**PASSAGE PROVIDED:**
CFHS code : ED15
Parish : St Edward
Inscription : In Loving Memory of JAMES ROBERT LING d Aug 16 1891 age 51 also In Loving Memory of JAMES LINDSEY LING d 28 June 1958 age 48 also In Loving Memory of EMMA LING wife of JAMES ROBERT LING d Dec 30 1921 age 78
Monument : Stone cross (broken, base only)
Above information from Cambridge Family History Society Survey
Lat Lon : 52.203048, 0.13749239 – click here for location
This stone cross, on triple plinth, in polished red granite, in the parish area of St Edward, is located two rows west of the central path, 20 yards north of the centre circle. The cross has fallen, and the plinth subsided.
In loving memory of Alice Lucy
wife of Charles Ling
born March 26th 18 died [Sept] 20th 1954
In loving memory of Charles William Ling
who died Aug 27th 1921 aged 53 years
In loving memory of James Robert Ling
who died August 16th 1891 aged 51 years
Also to the memory of James Lindsey Ling
died 28th June 1958 aged 48 years
Also in loving memory of Emma Ling
wife of James Robert Ling
who died Dec 30th 1921 aged 78 years
Relationships: Alice was the daughter of James Robert and Emma Ling; Charles William was Alice’s husband; James Lindsey was the son of Charles William and Alice, hence the grandson of James Robert and Emma. The whole family, including those buried in the family grave of Harriett and Henry Samuel Grant, Susanna and William Samuel Ling, were deeply involved in music, as retailers, piano and organ tuners, and church singers.
Alice Lucy Ling (née Ling) (1871‒1954)

**SET EXERCISE 1:** Find each line in the entries below that contains the word "custard", and copy those lines.

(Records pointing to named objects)
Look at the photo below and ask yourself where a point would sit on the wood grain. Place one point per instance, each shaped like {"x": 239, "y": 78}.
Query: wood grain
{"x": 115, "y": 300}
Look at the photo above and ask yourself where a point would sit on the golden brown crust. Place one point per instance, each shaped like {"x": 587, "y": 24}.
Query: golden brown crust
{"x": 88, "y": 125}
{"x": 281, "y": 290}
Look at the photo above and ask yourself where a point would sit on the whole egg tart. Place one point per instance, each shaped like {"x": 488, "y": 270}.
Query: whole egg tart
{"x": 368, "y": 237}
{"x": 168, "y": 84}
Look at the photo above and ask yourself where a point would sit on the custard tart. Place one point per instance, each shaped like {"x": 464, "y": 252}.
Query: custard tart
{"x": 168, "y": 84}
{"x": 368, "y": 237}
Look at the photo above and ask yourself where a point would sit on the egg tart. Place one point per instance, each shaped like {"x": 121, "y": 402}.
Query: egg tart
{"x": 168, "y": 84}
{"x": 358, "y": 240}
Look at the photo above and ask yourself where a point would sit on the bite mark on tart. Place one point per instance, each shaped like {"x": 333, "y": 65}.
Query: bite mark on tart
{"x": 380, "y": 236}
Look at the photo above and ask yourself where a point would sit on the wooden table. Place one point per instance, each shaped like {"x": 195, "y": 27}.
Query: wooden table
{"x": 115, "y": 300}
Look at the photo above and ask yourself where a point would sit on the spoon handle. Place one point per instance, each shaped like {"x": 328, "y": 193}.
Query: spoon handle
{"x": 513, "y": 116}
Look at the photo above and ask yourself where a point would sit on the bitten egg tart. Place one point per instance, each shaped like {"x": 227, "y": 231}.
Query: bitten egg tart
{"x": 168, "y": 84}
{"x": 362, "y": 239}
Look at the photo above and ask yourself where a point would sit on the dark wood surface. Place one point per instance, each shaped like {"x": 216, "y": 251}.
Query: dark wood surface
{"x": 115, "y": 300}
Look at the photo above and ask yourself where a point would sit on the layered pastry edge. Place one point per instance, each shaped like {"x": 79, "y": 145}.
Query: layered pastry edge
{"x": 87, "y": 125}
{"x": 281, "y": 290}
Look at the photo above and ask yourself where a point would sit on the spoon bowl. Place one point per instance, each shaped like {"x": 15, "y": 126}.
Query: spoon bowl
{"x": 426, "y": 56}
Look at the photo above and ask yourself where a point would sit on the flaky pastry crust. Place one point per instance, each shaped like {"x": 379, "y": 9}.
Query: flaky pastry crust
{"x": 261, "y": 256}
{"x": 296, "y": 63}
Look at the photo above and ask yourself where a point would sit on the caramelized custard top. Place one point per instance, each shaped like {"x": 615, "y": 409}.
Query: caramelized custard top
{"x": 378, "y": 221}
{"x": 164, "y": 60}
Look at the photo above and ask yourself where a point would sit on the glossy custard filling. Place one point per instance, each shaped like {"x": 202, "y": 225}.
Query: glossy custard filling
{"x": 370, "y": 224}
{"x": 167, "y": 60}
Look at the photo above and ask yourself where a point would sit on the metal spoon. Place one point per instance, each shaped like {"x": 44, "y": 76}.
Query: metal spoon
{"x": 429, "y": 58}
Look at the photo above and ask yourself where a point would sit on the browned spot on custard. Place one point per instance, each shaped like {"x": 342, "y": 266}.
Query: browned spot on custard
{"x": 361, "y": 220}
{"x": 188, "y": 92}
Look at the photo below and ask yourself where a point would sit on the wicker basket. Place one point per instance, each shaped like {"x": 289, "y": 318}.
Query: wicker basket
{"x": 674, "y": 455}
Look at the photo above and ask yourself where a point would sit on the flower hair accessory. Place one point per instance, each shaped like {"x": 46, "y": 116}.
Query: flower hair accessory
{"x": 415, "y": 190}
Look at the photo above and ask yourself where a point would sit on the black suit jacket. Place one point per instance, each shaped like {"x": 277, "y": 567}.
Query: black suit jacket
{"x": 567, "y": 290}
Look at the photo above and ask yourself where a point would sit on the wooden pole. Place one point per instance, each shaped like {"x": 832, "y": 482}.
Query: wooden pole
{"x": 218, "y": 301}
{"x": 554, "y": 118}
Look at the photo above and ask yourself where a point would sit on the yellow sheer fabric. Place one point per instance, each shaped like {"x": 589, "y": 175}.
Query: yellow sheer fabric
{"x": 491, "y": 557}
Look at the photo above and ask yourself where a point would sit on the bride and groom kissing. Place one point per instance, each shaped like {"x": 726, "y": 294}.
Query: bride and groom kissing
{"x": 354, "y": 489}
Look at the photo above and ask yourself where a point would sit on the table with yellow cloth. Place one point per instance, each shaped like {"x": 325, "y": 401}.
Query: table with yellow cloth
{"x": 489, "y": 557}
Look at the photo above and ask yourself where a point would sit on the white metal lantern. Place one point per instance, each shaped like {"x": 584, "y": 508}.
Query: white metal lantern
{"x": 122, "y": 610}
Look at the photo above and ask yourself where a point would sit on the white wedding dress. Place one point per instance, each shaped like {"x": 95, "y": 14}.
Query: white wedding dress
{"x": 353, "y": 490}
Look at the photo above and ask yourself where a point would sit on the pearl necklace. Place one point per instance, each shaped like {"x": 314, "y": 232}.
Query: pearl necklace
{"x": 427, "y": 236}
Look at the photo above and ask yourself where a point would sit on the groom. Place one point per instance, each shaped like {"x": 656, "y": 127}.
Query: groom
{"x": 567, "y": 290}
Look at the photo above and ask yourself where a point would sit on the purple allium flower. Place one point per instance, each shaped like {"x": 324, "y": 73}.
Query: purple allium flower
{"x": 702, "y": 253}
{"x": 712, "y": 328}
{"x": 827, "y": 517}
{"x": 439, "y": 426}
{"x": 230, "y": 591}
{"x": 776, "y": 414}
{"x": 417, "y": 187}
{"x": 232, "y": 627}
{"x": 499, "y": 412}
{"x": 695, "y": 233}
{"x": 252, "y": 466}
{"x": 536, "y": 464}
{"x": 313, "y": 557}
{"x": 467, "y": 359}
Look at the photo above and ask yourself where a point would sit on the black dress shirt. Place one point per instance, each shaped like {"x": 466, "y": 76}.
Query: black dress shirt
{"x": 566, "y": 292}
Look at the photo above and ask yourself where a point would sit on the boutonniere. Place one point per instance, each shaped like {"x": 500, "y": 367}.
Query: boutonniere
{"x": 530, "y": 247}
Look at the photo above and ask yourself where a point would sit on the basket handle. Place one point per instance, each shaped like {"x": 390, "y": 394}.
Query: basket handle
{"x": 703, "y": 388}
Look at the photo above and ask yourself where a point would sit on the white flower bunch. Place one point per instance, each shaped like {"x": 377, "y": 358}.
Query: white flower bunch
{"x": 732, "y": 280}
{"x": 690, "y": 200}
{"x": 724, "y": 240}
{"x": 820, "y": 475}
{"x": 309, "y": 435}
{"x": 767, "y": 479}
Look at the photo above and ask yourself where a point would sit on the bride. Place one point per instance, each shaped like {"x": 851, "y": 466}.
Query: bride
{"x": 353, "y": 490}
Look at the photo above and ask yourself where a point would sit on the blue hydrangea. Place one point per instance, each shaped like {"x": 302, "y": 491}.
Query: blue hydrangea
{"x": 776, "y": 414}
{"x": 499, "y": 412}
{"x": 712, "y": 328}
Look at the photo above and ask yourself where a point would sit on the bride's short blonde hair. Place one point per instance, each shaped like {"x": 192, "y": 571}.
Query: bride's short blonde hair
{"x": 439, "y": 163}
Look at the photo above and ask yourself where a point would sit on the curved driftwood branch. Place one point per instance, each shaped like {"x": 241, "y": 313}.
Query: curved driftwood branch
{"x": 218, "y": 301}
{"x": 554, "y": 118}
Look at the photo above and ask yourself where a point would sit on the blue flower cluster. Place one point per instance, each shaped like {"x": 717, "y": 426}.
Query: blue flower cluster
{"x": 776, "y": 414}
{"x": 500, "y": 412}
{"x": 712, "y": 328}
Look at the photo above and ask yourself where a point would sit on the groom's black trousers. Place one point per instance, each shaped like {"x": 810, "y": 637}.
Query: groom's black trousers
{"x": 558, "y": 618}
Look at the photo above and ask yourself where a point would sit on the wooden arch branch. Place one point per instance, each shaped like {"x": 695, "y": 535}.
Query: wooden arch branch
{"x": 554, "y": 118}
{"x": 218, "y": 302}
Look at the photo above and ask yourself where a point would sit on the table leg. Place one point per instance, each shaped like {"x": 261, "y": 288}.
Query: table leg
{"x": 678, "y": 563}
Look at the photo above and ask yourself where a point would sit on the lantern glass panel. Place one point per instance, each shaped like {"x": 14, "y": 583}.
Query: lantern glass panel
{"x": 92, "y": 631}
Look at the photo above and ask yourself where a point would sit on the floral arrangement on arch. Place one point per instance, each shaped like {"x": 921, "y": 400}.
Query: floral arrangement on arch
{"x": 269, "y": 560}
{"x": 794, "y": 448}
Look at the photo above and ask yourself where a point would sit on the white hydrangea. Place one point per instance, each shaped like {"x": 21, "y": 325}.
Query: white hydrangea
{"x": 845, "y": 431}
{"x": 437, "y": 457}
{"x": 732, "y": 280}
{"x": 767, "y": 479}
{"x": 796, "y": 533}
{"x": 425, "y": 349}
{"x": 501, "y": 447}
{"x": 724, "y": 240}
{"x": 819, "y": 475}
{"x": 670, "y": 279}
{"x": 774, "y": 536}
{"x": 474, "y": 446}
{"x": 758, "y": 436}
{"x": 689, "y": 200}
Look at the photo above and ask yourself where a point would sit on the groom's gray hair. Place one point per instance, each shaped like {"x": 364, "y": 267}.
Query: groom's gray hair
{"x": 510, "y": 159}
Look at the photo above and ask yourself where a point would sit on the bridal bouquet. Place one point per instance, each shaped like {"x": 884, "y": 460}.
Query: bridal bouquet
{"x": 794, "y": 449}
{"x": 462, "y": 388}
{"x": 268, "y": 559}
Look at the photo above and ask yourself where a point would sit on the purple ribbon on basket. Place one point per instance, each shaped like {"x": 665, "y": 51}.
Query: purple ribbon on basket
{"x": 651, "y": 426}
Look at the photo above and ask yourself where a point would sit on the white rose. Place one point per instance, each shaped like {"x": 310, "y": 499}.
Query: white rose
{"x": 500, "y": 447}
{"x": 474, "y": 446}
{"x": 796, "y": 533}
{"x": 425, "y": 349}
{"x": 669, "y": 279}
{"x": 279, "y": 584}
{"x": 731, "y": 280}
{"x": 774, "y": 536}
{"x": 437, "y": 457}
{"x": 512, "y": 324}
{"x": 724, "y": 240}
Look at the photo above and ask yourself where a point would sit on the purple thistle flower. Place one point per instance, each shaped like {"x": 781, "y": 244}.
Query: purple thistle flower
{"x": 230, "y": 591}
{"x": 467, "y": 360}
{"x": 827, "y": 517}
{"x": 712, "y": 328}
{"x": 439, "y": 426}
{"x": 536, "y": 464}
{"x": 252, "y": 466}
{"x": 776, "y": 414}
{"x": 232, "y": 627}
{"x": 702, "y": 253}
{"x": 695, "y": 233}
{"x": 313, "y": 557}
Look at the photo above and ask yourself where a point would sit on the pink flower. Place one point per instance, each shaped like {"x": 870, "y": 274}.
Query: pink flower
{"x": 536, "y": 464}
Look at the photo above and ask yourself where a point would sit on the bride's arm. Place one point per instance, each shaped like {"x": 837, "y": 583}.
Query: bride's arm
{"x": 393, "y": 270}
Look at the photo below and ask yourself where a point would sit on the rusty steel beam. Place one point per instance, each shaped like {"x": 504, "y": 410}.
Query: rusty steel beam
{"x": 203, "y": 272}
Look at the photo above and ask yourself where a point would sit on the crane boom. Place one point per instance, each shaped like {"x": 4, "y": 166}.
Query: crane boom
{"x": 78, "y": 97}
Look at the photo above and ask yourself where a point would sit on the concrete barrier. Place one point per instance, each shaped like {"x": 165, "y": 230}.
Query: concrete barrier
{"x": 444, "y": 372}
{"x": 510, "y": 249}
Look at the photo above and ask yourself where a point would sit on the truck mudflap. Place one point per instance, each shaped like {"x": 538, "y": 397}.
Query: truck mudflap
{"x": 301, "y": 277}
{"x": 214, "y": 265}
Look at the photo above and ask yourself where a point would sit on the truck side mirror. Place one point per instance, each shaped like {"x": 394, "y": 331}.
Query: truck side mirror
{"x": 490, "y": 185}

**SET EXERCISE 2:** Write the next part of the Ling family grave record above, starting after its final line.

**REPLY 1:**
Look at the photo above and ask yourself where a point would sit on the custard tart. Place one point per instance, each shaped like {"x": 464, "y": 252}.
Query: custard tart
Look at the photo above and ask yourself where a point would sit on the caramelized custard top. Place one point per instance, each shaped like {"x": 615, "y": 409}.
Query: caramelized custard top
Look at the photo above and ask yourself where a point would sit on the glossy custard filling. Place one point per instance, each shaped like {"x": 202, "y": 225}.
Query: glossy custard filling
Look at the photo above and ask yourself where a point would sit on the browned spot on custard. Place one point per instance, each shaped like {"x": 342, "y": 266}.
Query: browned spot on custard

**REPLY 2:**
Alice Ling was born on 28 March (inscription seems to say ‛March 26th’, Civil Registration Birth Index says ‛Apr/Jun’) 1871, and was baptised at St Edward’s Church, Cambridge on 24 April 1871, the daughter of James Robert Ling, music seller, and his wife Emma of 8 Fitzwilliam Street, Cambridge (see both, below). In 1891, at the age of 20, Alice was living with her parents at 6‒7 St Edward’s Passage; by 1901 her occupation was given as ‛music dealer’, like her mother.
Alice married Charles William Ling, piano tuner ‒ who was present at Alice’s and Emma’s house when the 1901 census was taken, and was there described as a ‛cousin’ of Emma’s despite being 25 years younger ‒ in April or May 1904 (the banns having been read on 17 April). The couple lived with Alice’s widowed mother, Emma (see below), at 6 Panton Street, and by 1911 had had two children: Alec Charles (1905‒79) and James Lindsey (1909 or 1910‒58). Husband Charles died in 1921. In 1939 she was living in the South Cambridgeshire village of Great Abington with her younger son, James Lindsey (see below).
Alice died on 20 September 1954 at the age of 83. Neither the St Edward burial register nor its grave book records burials beyond 1950, so details of her burial are not given.
Charles William Ling (1868‒1921)
Charles was born at the New Year 1868 in Peterborough, and baptised on 9 January at St Mary’s Church there, the son of William Boutal Ling, cathedral lay clerk (i.e. adult singer), and his wife Mary Anne. At the 1871 census, Charles was with his maternal grandparents, William and Sarah Lindsey in Lichfield, Staffordshire. In 1881 he was with his parents, now at St Mark’s Villa, Grantchester [Barton Road, Cambridge]. His siblings were Ernest George (c.1870‒), Percival George (c.1872‒), Ellen (Helen) Mary (c.1873‒), William Henry (c.1874‒), Harvey (Harry) Lindsey (c.1878‒) and Arthur Samuel (c.1881‒). At the age of 13, Charles was a chorister in the Chapel of Trinity College, University of Cambridge. By 1891, he had become a piano tuner and organist, and had acquired two further siblings, Gertrude Mabel, (c.1885‒) and Bessie May (c.1888‒).
At census time in 1901, Charles was at the home of Emma Ling and her daughter Alice (both described as ‛music dealer’) of 6 Panton Street in Cambridge’s New Town. Their banns of marriage were read on 17 April 1904, and their wedding took place shortly after. The couple lived in Emma’s house at least for the next seven years. They had two children: Alec Charles (1905‒79) and James Lindsey (1909 or 1910‒58) (see below).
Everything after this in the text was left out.